◆ TEXTAUSZUG:
————
Die virtuelle Arbeitswelt ist noch ziemlich fragil
Die Mitarbeiter ins Home-Office zu schicken bedeutete für viele Führungskräfte einen Sprung ins kalte Wasser. Warum? Die Unternehmenskulturen waren oft noch nicht reif dafür.
Haben Sie schon mal vom „Krawatteneffekt“gehört? Der Schlips, einst ein unverzichtbarer Teil der männlichen Büro-Uniform, ist aus dem Geschäftsleben nahezu verschwunden. Quasi über Nacht hat sich hier ein unvorhersehbarer Wandel vollzogen, und genauso wird es mit der Büroarbeit gehen. Das zumindest prognostiziert Stephan Fingerling, CIO der MAN Truck & Bus SE, im neuen „CIO Jahrbuch 2021“. 2026 sei die Präsenzkultur am Ende, Arbeitsverhältnisse würden unabhängig von Büros und Nine-to-Five-Denken gestaltet. Auch die Kunden erwarteten dann nicht mehr, dass der externe Berater vor Ort antrete. Sie wollten hochwertige Leistungen beziehen – wo diese erbracht würden, spiele keine Rolle mehr.
————
◆ DATENABSCHNITT:
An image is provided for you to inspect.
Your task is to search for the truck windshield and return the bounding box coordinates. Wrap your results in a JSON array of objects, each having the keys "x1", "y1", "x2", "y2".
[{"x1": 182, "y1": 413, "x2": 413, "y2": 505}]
————
◆ IHRE AUFGABE:
Führen Sie den Auszug über die virtuelle Arbeitswelt nach seinem letzten Satz weiter. Die Daten werden hier nicht gebraucht.

◆ ANTWORT ZUR AUFGABE:
Wir schreiben erst das Jahr 2020 – ob Fingerlings Vision Realität wird, steht in den Sternen. Immerhin hat sich in der Pandemie schon mal bestätigt, dass verteiltes Arbeiten technisch kein Hexenwerk ist. Aber hier geht es um mehr: Soll Remote Working auf Dauer funktionieren, braucht es vor allem kulturelle Veränderungen. Produktivität in Teams ist auf regelmäßigen Austausch und Zugewandtheit angewiesen. Dafür haben sich im Laufe der Jahrtausende persönliche Begegnungen bewährt.
Nach den ersten Home-Office-Monaten wird vielen Geschäftsführern bewusst, dass sie ihren Mitarbeitern auf Dauer ausbalancierte Möglichkeiten zwischen konzentriertem Arbeiten im heimischen Büro und persönlichen Begegnungen im Unternehmen ermöglichen müssen. Führungskräfte sind dabei gefordert: Nivea-Hersteller Beiersdorf bittet seine Manager deshalb um eine „Care“-Mentalität (siehe Seite 36). Der DAX-Konzern hat offenbar erkannt, wie fragil die durch Corona erzwungene virtuelle Arbeitswelt noch ist.